Set down exactly the lines from the one containing "shore. Tag each instance with a single point." through the end of the records below, both included, and nothing else.

**** AVAILABLE DATA ****

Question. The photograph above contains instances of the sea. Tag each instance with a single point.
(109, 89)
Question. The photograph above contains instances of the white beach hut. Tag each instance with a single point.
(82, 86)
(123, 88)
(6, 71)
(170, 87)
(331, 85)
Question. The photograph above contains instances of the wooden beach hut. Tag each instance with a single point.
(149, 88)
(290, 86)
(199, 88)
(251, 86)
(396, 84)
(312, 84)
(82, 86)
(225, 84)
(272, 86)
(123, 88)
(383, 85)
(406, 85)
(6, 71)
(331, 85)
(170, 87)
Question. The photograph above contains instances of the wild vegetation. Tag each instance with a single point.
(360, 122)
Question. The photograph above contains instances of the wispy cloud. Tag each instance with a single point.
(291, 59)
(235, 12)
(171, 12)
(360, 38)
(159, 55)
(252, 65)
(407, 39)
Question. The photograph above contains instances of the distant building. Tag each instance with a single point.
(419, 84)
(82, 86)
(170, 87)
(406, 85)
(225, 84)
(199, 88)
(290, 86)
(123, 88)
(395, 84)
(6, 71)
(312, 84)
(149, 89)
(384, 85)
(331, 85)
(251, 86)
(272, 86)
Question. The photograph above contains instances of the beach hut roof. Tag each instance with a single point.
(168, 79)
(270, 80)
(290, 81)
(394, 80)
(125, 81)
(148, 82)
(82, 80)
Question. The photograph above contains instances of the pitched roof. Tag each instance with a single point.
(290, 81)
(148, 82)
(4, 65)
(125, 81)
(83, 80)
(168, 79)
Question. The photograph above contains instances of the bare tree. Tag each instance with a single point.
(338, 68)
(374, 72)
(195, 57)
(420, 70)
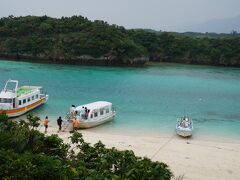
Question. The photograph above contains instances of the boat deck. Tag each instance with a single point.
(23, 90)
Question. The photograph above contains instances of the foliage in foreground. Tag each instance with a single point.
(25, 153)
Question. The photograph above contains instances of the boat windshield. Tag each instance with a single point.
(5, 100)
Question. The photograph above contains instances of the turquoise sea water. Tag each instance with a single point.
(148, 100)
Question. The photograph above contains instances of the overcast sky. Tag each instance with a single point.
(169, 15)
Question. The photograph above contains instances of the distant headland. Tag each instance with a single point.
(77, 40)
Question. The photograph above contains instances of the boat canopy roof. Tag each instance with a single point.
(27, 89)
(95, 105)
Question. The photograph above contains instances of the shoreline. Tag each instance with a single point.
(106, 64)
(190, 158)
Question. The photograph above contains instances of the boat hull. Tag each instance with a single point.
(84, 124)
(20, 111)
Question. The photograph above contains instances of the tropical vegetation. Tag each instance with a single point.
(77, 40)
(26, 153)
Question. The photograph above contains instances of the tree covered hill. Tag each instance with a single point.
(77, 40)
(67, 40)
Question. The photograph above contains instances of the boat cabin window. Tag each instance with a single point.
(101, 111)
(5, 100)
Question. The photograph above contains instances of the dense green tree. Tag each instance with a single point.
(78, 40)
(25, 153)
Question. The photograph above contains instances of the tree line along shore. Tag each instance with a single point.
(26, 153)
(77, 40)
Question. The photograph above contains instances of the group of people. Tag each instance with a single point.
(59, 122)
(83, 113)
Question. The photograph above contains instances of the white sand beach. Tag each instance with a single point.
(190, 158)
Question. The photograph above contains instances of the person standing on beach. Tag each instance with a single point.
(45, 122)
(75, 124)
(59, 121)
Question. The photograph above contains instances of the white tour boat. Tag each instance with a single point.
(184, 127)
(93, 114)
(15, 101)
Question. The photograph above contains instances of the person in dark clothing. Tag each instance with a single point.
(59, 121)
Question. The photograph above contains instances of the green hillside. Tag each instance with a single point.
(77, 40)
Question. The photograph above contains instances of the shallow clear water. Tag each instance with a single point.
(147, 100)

****

_FULL OUTPUT_
Question. The photograph above contains instances of the tree line along shore. Tag each instance with a single point.
(26, 153)
(77, 40)
Question. The photograph above contains instances of the group of people. Tag each instance with a single point.
(59, 122)
(83, 113)
Question. The photograph above contains instances of the white sand beach. Tag each instance with a single point.
(190, 158)
Question. The photograph above contains instances of the person standing on beach. Tag each instance with a single point.
(45, 122)
(75, 124)
(59, 121)
Question. The photograph above contains instances of the white tour boat. Tag each instance with a single point.
(184, 127)
(93, 114)
(15, 101)
Question. The photograph above contains instances of the person in dark clothing. Tag each instance with a single point.
(59, 121)
Question. The photograph above contains instances of the green hillside. Tag each instance with a single point.
(77, 40)
Question. The photograph above contains instances of the shallow clear water. Tag each instance with a single point.
(147, 100)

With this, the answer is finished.